▸ **Aim of the exercise**:
Go through the records and count every line that holds "below". Only the number belongs in the reply.

(Provided data begins)

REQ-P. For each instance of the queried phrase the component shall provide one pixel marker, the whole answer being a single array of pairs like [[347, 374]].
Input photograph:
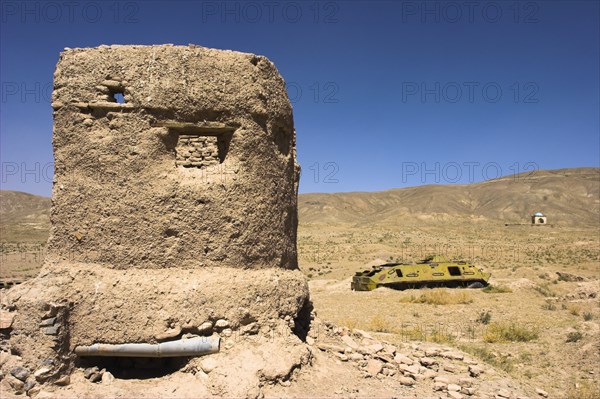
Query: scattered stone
[[450, 368], [48, 322], [20, 373], [429, 374], [475, 371], [453, 355], [403, 359], [65, 380], [389, 349], [96, 377], [330, 347], [50, 330], [89, 371], [113, 84], [172, 333], [407, 381], [362, 333], [34, 391], [205, 327], [374, 367], [107, 378], [454, 395], [6, 319], [253, 328], [42, 374], [17, 385], [29, 384], [432, 352], [222, 323], [374, 348], [427, 361], [349, 342], [202, 376], [414, 369], [454, 387], [208, 364], [465, 382], [227, 332], [439, 386]]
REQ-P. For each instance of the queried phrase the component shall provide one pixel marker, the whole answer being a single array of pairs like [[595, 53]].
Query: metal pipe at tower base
[[180, 348]]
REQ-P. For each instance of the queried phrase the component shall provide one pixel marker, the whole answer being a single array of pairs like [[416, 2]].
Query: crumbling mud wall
[[196, 168], [174, 210]]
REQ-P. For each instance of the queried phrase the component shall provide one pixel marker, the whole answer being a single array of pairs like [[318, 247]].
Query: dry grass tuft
[[584, 390], [509, 332], [439, 297], [496, 289]]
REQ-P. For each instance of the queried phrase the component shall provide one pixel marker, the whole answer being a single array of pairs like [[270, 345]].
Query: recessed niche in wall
[[200, 145]]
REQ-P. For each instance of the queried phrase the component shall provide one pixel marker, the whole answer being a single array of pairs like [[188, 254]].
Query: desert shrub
[[583, 390], [574, 309], [545, 290], [483, 353], [496, 289], [574, 336], [440, 297], [484, 317], [509, 332], [348, 322], [379, 324]]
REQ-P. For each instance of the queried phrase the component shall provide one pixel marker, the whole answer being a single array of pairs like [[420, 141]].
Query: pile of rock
[[414, 364]]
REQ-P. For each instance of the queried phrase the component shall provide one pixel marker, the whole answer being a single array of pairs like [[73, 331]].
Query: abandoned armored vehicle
[[435, 271]]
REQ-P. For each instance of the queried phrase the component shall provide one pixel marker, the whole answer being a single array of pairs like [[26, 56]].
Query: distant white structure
[[538, 218]]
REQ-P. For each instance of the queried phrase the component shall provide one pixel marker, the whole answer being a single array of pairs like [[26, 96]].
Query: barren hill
[[566, 196], [25, 217]]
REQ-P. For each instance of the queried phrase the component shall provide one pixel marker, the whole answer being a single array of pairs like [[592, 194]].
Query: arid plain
[[539, 321]]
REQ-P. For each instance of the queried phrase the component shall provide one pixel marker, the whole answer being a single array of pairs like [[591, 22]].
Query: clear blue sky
[[385, 94]]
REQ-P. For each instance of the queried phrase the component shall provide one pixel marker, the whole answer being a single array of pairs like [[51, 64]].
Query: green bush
[[574, 336], [496, 289], [484, 317]]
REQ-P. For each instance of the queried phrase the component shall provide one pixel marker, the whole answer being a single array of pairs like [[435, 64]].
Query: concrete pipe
[[183, 347]]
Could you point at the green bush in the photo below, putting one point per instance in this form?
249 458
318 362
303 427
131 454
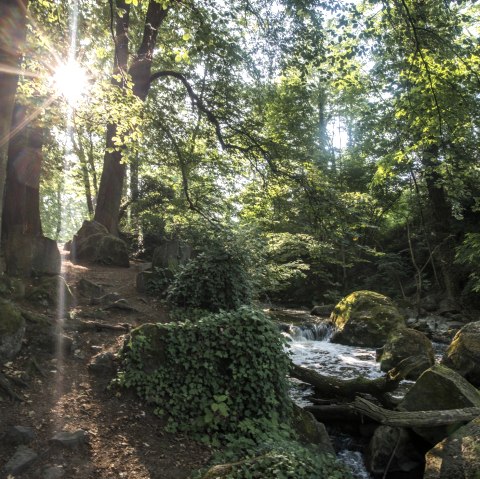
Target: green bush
215 280
223 374
285 459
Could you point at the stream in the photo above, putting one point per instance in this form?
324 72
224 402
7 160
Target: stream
309 345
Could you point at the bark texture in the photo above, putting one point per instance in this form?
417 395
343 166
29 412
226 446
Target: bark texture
113 174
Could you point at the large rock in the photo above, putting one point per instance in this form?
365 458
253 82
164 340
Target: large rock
51 291
94 244
365 318
171 254
463 354
27 254
436 389
457 456
392 449
12 330
311 431
404 343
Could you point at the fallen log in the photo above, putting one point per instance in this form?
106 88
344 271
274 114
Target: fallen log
414 418
329 386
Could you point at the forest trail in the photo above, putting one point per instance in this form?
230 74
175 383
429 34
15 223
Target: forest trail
125 439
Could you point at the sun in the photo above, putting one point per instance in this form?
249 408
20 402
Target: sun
71 81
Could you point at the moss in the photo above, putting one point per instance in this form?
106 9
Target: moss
10 318
365 318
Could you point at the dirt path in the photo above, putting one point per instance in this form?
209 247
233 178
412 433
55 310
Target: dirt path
125 440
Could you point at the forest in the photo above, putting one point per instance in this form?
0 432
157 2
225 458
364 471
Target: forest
242 174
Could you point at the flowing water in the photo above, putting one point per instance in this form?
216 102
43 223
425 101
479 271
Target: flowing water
309 345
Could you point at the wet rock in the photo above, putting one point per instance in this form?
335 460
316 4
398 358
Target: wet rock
463 353
70 440
323 310
310 431
53 472
457 456
392 448
439 388
19 435
405 343
365 318
438 328
94 244
89 289
52 291
23 458
12 330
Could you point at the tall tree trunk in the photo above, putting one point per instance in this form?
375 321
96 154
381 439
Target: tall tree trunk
22 190
113 174
442 222
80 152
12 39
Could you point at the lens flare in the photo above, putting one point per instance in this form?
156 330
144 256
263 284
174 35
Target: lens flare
71 81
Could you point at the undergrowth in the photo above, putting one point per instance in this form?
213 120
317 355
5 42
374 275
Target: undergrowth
225 373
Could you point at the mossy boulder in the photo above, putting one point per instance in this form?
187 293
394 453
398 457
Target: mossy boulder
365 318
457 456
51 291
463 353
436 389
12 330
311 431
94 244
31 254
404 343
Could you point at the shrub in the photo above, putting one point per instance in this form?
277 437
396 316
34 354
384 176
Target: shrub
223 374
215 280
276 459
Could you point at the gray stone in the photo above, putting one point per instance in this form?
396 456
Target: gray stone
23 458
142 279
89 289
53 472
12 330
51 290
94 244
392 447
19 435
365 318
457 456
323 310
171 254
439 388
70 440
27 254
310 431
403 344
463 353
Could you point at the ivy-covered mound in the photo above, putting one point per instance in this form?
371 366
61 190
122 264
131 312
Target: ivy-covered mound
223 374
215 280
278 459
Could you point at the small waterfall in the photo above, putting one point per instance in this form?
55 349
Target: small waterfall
310 332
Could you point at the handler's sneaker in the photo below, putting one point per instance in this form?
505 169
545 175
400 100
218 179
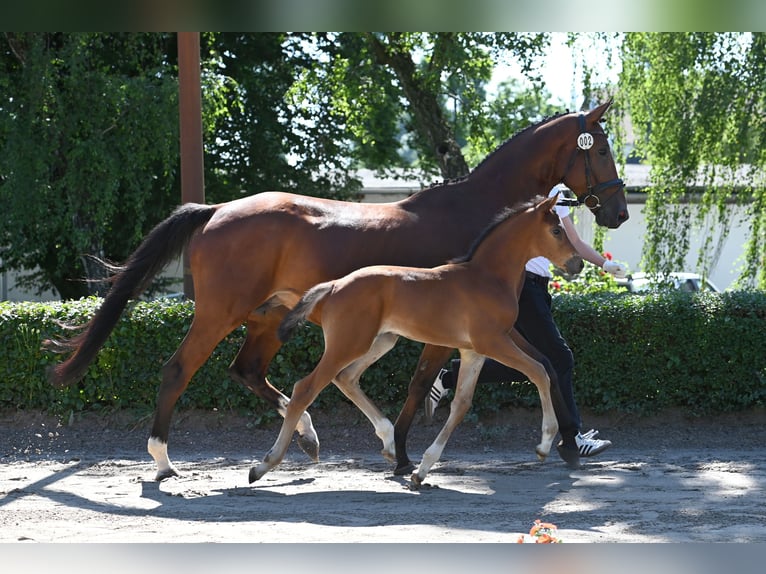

(Provided data ends)

▸ **Answer to the problem**:
2